Por isso, nós achamos que foi uma vitória. Até porque isolou a posição do prefeito Orlando Morando, que é um inconsequente, um moleque, que é o prefeito (PSDB) de São Bernardo, que o que ele quer ver é sangue, é guerra e acha que pode capitalizar isso.
Longa Marcha na chegada à Avenida Morumbi (Crédito: Geórgia Pinheiro)
PHA: O Governo de Sao Paulo diz que vai encontrar uma solução negociada... O governo, porém, não se compromete a não realizar a reintegração de posse em São Bernardo, não é isso?
Boulos: É isso, Paulo. Até porque, como a gente colocou, a marcha abriu uma negociação. Nós queremos ver como essa negociação vai se fechar. Ontem, com a negociação aberta, um primeiro objetivo foi cumprido. O movimento não vai recuar um passo diante disso. Até porque é preciso ir além: é preciso derrubar a reintegração de posse e é preciso ter uma solução habitacional concreta, objetiva, para essas famílias.
Então, vai haver essa reunião na semana que vem, que foi agendada...
PHA: Dia 10.
Boulos: Dia 10. Se essa reunião não surtir o efeito que a gente espera, vai ter nova mobilização. O movimento continua mobilizado, firme e vigilante. Nós não vamos acreditar em promessa. Nós queremos coisas objetivas.
MTST passa pela Avenida Cupecê aos gritos de "Aqui está o povo sem medo de lutar" (Crédito: Geórgia Pinheiro)
PHA: Então você, se eu entendo seu raciocínio, sua posição... Você se mantém irredutível com relação a ocupar e transformar aquela área de São Bernardo em uma área de habitações populares e, portanto, não aceitaria uma alternativa para abrigar aquelas pessoas fora de São Bernardo?
Boulos: Paulo, para nós, fora de São Bernardo não faz sentido, porque aquelas pessoas são todas de lá. São todas da região. A nossa defesa, a defesa que o movimento tem feito, é de aquela área tem todas as condições para abrigar a solução que nós estamos propondo. Ela estava abandonada há 40 anos, ela deve mais de 500 mil reais de IPTU, ela não cumpriu função social... Então, não há por que aquela área não ser desapropriada para moradia popular. E o Estado tem orçamento pra isso. E nós podemos mostrar isso na ponta do lápis! Dizer que tem falta de dinheiro não é verdade.
Agora, sobretudo, a inflexibilidade da negociação não vem do MTST. O MTST está disposto a discutir alternativas de solução habitacional para todas aquelas famílias. E aquelas mais de oito mil famílias estão ali por isso. A inflexibilidade, até o momento, tem vindo da prefeitura, não é? E do conjunto dos poderes públicos que insistem em tratar a ocupação como caso de polícia ou oferecendo despejo como solução - igual ao Pinheirinho, como conversamos em outra ocasião.
PHA: Se eu entendi bem, o Secretário de Habitação do governo Alckmin disse que as propostas de construção de casas populares dependem do Governo Federal. Isso é uma má notícia, porque o Governo Federal não tem dinheiro. O Governo Federal está reduzindo os investimentos, inclusive, no Minha Casa Minha Vida para a base da pirâmide.
Eu entendi bem, ou isso não é o que o Secretário quis dizer?

______________________________

**Tarefa 1**
Reproduza fielmente a parte da entrevista sobre a ocupação em São Bernardo que vai de "Agora, sobretudo, a" a "em outra ocasião.", inclusive.
**Tarefa 2**
Dê sequência à entrevista sobre a ocupação em São Bernardo a partir do ponto em que ela termina.
As linhas são um material independente da entrevista.

Trechos de dados de rotulagem de locais
______________________________

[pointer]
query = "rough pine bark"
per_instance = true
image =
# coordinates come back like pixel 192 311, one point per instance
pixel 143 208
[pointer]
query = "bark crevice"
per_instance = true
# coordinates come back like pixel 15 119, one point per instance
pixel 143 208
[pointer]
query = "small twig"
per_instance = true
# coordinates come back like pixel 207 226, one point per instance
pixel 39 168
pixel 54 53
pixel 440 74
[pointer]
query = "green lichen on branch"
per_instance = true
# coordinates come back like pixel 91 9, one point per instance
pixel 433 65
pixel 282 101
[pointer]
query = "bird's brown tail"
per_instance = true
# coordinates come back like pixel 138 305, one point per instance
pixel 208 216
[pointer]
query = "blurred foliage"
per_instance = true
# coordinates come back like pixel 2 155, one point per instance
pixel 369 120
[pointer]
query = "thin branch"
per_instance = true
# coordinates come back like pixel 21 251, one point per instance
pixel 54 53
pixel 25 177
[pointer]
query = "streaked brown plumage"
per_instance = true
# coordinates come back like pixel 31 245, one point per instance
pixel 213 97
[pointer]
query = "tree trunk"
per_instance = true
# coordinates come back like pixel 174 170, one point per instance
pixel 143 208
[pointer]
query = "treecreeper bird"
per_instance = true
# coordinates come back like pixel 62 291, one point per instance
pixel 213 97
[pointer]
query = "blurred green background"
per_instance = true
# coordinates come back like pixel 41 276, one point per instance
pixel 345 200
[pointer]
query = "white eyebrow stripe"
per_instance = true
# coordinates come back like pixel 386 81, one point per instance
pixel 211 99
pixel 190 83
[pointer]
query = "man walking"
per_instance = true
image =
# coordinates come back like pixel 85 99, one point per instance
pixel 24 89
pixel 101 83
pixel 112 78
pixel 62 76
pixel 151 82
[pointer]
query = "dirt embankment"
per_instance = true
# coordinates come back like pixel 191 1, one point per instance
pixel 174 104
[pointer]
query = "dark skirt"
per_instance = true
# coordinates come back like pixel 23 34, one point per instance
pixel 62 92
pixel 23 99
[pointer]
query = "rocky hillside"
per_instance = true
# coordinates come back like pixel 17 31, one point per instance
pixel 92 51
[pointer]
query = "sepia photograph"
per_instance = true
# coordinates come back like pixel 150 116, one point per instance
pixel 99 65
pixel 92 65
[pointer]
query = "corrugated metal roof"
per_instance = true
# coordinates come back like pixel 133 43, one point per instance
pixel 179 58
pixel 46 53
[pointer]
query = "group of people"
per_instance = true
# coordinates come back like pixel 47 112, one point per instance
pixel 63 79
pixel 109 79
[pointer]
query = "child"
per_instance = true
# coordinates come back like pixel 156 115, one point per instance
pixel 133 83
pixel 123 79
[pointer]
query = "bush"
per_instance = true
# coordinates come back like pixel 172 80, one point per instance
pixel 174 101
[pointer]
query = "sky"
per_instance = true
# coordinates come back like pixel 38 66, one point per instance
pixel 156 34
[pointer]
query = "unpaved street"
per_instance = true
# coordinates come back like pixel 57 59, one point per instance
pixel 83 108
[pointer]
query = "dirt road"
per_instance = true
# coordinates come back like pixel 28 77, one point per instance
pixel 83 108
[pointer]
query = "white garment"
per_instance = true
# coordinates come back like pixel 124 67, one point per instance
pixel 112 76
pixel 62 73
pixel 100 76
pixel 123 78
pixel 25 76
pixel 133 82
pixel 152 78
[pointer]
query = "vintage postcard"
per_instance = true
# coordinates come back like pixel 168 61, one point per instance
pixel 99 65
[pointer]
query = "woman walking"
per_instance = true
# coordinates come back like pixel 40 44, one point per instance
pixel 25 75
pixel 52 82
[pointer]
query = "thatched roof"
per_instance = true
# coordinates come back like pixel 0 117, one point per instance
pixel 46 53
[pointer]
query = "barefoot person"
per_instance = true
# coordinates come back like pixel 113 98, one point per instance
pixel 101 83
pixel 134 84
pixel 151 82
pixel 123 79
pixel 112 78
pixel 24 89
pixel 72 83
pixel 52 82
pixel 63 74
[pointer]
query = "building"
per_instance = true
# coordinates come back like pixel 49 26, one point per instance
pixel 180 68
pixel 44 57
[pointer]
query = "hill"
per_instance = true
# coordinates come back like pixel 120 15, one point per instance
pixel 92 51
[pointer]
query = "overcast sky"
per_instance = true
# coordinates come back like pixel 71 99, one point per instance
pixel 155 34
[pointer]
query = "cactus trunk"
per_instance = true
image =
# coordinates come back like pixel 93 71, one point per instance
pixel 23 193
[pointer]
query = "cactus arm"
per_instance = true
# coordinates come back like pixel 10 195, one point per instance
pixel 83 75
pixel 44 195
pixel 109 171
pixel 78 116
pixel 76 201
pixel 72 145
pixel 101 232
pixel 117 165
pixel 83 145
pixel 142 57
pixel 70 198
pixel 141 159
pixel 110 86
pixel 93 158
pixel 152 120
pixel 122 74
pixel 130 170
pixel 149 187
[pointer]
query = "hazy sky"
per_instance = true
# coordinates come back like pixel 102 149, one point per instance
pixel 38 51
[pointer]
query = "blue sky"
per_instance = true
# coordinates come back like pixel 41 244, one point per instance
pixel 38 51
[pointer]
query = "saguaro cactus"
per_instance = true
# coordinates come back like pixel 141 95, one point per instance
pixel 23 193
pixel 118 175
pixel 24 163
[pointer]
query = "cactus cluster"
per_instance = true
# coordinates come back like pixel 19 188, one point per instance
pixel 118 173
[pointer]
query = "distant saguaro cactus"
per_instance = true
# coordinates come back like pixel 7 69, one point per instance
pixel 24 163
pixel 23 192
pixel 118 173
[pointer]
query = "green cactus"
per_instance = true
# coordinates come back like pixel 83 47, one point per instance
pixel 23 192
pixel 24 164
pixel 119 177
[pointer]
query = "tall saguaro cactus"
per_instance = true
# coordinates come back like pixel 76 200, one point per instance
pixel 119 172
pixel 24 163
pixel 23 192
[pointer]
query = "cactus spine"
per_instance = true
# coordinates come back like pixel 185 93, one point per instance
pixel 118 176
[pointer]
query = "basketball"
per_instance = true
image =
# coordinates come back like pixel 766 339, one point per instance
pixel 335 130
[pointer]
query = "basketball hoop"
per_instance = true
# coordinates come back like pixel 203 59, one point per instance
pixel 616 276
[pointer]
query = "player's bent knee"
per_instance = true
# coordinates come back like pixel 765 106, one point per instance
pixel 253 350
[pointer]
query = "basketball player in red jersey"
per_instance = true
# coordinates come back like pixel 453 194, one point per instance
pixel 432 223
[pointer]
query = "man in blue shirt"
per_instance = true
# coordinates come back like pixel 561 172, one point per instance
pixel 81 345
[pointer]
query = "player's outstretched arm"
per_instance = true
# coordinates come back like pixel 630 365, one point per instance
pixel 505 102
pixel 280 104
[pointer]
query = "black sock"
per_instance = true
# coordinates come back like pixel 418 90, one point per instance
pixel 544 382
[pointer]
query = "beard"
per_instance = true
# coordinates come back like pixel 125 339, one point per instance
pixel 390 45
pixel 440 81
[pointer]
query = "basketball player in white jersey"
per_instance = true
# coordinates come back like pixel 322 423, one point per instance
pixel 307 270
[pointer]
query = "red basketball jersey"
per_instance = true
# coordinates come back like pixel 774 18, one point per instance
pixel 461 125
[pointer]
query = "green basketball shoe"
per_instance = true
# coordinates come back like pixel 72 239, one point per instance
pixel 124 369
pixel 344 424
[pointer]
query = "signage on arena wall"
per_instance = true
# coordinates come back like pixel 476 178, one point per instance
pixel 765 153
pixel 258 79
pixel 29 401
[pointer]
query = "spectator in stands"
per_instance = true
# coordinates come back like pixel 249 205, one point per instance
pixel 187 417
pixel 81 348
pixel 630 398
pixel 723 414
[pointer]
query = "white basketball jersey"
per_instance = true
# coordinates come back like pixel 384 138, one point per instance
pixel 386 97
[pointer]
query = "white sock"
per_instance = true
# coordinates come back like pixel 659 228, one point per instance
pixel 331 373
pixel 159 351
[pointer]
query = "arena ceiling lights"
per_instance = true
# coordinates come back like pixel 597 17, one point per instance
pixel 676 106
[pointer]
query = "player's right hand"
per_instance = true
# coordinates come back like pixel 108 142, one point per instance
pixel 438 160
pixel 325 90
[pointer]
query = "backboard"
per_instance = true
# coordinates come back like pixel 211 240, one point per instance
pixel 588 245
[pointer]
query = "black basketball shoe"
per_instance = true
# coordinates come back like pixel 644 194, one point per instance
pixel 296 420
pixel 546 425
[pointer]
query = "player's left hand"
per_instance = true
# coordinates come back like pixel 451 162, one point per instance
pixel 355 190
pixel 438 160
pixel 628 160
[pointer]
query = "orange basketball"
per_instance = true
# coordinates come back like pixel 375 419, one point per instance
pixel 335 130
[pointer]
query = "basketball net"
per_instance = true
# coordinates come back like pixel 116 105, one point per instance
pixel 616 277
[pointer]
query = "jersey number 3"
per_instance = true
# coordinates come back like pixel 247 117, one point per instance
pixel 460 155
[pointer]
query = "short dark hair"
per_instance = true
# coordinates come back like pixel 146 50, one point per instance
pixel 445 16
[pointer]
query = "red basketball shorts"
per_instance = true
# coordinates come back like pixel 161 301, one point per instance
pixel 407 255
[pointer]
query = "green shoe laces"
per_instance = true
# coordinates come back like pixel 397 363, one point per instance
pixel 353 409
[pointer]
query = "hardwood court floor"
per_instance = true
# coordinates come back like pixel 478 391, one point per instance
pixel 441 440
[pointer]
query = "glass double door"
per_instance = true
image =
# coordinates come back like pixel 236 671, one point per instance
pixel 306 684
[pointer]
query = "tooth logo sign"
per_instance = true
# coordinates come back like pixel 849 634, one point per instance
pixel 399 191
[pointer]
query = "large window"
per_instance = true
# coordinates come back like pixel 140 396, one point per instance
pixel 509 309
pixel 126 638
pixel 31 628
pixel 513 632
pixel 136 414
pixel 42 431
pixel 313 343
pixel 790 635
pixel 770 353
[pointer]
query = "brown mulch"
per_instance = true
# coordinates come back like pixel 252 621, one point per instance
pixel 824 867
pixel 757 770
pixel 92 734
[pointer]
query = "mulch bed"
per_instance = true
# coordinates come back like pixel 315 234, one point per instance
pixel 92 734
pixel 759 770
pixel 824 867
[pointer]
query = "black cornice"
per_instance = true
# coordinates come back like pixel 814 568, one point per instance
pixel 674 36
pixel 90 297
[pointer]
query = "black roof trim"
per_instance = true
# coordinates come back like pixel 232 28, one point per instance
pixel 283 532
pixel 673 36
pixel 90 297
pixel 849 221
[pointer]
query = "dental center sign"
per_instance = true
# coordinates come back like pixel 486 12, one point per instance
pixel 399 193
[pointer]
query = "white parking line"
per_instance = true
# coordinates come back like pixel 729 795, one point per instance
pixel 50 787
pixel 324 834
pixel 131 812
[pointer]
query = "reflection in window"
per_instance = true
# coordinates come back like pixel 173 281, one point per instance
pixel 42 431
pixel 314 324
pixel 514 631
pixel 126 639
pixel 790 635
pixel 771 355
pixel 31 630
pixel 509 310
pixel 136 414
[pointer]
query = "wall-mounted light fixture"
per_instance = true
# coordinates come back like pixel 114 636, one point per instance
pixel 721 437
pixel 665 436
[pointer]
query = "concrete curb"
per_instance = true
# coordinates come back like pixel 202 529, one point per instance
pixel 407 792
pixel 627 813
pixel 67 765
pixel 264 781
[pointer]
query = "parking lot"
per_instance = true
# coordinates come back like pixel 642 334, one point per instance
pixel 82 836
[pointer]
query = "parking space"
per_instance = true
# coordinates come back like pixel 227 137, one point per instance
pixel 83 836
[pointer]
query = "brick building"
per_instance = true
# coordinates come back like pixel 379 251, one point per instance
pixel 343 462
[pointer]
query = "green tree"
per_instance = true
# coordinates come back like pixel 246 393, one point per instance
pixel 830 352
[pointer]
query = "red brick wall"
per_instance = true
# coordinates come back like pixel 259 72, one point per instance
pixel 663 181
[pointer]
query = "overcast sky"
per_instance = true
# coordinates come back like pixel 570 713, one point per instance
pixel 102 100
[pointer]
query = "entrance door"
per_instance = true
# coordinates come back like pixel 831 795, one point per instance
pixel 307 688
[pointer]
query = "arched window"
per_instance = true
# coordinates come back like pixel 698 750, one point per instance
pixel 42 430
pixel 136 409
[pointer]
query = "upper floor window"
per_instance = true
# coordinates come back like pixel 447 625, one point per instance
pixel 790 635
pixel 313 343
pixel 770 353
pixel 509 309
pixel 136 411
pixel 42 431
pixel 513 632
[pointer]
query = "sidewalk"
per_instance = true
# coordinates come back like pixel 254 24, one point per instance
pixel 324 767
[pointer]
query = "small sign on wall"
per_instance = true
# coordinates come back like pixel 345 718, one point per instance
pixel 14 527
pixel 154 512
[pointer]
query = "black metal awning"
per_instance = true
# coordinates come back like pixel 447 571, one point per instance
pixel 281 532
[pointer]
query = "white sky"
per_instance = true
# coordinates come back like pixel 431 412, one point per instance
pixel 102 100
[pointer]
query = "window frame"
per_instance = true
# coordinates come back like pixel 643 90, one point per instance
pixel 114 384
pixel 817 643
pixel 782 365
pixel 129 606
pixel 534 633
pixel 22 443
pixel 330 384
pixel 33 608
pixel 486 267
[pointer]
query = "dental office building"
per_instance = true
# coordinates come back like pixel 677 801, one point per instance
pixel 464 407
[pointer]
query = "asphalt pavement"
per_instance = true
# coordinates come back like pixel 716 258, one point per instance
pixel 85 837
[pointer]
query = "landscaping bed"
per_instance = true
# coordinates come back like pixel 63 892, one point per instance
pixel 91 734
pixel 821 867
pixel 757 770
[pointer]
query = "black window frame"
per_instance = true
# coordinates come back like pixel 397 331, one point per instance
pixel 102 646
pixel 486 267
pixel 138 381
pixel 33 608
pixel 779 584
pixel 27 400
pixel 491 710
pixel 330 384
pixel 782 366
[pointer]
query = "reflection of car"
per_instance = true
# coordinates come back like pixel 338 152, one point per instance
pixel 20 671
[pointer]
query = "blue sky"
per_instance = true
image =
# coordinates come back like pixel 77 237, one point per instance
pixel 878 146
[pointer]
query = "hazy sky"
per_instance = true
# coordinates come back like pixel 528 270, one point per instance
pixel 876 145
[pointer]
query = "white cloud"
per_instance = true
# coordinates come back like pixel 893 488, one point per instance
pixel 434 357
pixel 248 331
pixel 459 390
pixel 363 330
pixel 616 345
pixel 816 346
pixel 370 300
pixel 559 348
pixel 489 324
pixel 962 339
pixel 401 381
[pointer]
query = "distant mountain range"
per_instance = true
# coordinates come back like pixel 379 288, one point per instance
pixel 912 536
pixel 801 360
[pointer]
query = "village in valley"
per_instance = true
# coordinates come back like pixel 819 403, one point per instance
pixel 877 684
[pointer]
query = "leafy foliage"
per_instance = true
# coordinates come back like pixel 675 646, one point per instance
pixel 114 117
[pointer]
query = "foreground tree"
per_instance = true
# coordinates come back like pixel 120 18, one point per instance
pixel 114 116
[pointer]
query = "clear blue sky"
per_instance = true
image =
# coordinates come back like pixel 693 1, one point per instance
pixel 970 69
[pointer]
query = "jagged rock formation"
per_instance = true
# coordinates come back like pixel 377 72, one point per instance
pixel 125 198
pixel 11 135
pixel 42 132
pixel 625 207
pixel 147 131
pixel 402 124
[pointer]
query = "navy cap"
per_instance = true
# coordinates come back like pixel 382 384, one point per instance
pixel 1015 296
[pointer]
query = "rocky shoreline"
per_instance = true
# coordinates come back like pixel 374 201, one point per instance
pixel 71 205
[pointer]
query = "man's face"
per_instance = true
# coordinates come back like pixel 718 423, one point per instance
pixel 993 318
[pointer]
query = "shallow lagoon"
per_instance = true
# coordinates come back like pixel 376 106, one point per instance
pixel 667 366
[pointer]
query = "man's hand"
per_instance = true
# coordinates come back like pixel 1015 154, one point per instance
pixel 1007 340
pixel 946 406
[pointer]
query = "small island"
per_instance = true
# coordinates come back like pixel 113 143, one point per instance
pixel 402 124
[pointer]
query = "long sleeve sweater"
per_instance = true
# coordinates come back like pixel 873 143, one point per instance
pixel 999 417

______________________________

**Resposta do exercício 1**
Agora, sobretudo, a inflexibilidade da negociação não vem do MTST. O MTST está disposto a discutir alternativas de solução habitacional para todas aquelas famílias. E aquelas mais de oito mil famílias estão ali por isso. A inflexibilidade, até o momento, tem vindo da prefeitura, não é? E do conjunto dos poderes públicos que insistem em tratar a ocupação como caso de polícia ou oferecendo despejo como solução - igual ao Pinheirinho, como conversamos em outra ocasião.

**Resposta do exercício 2**
Boulos: Não, eu acho que foi isso que ele disse, sim, Paulo. E, ontem, uma de nossas pautas no Palácio dos Bandeirantes... A marcha saiu de São Bernardo, mas ela encontrou, na ponte do Morumbi, uma série de outras ocupações que já são demandas antigas também. E uma das pautas que a gente apresentou foi, precisamente, o governo do Estado desenvolver uma política habitacional própria.
Junção das marchas na altura da Ponte do Morumbi (Crédito: Maike Maio)
Ficar dependendo do Minha Casa Minha Vida na gestão Temer, como a gente tem visto, é depender de fumaça! Em especial, a faixa um do Minha Casa Minha Vida está sendo destroçada! Está sendo desmontada pelo Governo Federal. O movimento tem denunciado isso já há um ano e meio. Inclusive, ficamos acampados 22 dias na Paulista com essa pauta bem determinada.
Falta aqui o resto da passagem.